## Testo fornito:
══════════

È ancora oggi oggetto di dibattito quando e dove l'antenato comune tra il cane ed il lupo venne addomesticato dall'uomo, marcando la divergenza tra le sue specie. Il dibattito cronologico ha circoscritto il campo al Neolitico (come suggerirebbero i reperti archeologici che datano al XIII millennio a.C. i primi resti di un cane inumato insieme ad un uomo)[10], quando cioè l'uomo ha scoperto l'agricoltura ed ha avviato la costituzione d'insediamenti stabili, o nel Paleolitico[11], quando gli esseri umani erano ancora dei semplici cacciatori-raccoglitori[3][8]. Il dibattito geografico contrappone l'Europa occidentale[3][12], l'Asia centrale[12][13] e l'Estremo Oriente[12][14]. In tempi recenti, è stata poi proposta una nuova teoria che vede l'addomesticamento del cane come un processo iniziato indipendentemente sia nell'Occidente sia nell'Oriente dell'Eurasia tra il 12000 ed il 4400 a.C., momento in cui i cani orientali si sarebbero mescolati con quelli occidentali, in buona sostanza quasi soppiantandoli, contestualmente allo spostamento di popolazioni da Est verso Ovest[12][15][16]. L'unico dato ad oggi certo è che il cane è stato il primo animale oggetto di addomesticamento da parte dell'uomo[9][17][18][19].

══════════

## Elenco estratto:
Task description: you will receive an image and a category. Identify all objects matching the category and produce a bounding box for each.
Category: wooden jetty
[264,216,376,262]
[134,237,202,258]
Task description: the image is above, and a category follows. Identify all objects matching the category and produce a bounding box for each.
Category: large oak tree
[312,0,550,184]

══════════

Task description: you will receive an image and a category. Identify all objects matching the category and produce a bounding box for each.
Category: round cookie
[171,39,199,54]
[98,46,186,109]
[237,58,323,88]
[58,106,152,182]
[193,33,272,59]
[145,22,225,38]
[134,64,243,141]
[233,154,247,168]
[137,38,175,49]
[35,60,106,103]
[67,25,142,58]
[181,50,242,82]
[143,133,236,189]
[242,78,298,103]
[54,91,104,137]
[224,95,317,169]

══════════

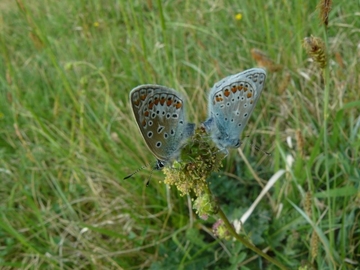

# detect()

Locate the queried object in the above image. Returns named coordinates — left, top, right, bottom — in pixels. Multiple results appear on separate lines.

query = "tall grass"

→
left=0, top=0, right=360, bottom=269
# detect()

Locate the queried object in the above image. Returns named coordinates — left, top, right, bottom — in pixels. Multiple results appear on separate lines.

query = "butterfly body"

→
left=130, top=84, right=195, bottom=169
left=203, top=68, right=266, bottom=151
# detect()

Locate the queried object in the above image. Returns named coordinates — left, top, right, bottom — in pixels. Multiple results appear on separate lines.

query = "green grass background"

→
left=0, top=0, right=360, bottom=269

══════════

## Esercizi da svolgere:
(A) Riassuma in due frasi il testo sull'addomesticamento del cane.
(B) Prosegua il testo sull'addomesticamento del cane a partire dalla sua ultima frase.

## Risultati degli esercizi:
(A) Non è ancora stabilito quando e dove l'uomo abbia addomesticato l'antenato comune del cane e del lupo. Le ipotesi oscillano tra Neolitico e Paleolitico e tra Europa occidentale, Asia centrale ed Estremo Oriente, mentre una teoria recente propone un addomesticamento indipendente in Occidente e in Oriente dell'Eurasia tra il 12000 e il 4400 a.C.; l'unico dato certo è che il cane è stato il primo animale addomesticato dall'uomo.

(B)
Sei milioni di anni fa, al termine dei Miocene, il clima della Terra iniziò a raffreddarsi, portando alle glaciazioni del Pliocene e del Pleistocene. In buona parte del pianeta le foreste scomparvero, lasciando il posto a savane e steppe che risultarono inospitali per le specie animali che non riuscirono ad adattarsi al cambiamento. Agli angoli opposti del globo, due lignaggi di mammiferi avviarono un processo evolutivo che li avrebbe resi i più diffusi sul pianeta. Nel meridione del Nord America, piccoli canini di foresta divennero più grandi, migliorando la loro capacità di correre, ed al termine del Miocene la prima specie del genere Canis, il cosiddetto Canis lepophagus, antenato di lupi, coyote e cani, fece la sua comparsa. Nell'Africa orientale, i primati si divisero in due tronconi evolutivi: alcuni rimasero sugli alberi, altri spostarono il loro habitat al suolo, imparando a camminare eretti, sviluppando un cervello più grande, imparando a meglio difendersi dai predatori ed a divenire predatori essi stessi. Canidi e ominidi si incontrarono nel continente eurasiatico, "legando le loro vite ed il fato evolutivo dei loro eredi in un modo che, immaginiamo, non avrebbero mai potuto immaginare"[20].
Il cane domestico è il carnivoro più abbondantemente diffuso sulla Terra[2][3][4]. Dove e quando il cane venne addomesticato è un quesito che affligge da decadi i genetisti e da secoli gli archeologi[9]. L'identificazione dei primi cani è complicata da un'impasse formale: ciò che oggi differenzia morfologicamente il cane dal lupo (dimensioni e posizionamento dei denti, patologie dentali, dimensioni e proporzioni degli elementi craniali e postcraniali) è frutto del processo evolutivo del cane domestico e non costituiva, quindi, un elemento di distinzione tra il cane arcaico ed il lupo arcaico. Non sappiamo, cioè, definire il momento in cui i caratteri morfologici tipici del cane ed obbligatoriamente presenti, come evoluzioni/aberrazioni del lupo, si sono manifestati pienamente[17].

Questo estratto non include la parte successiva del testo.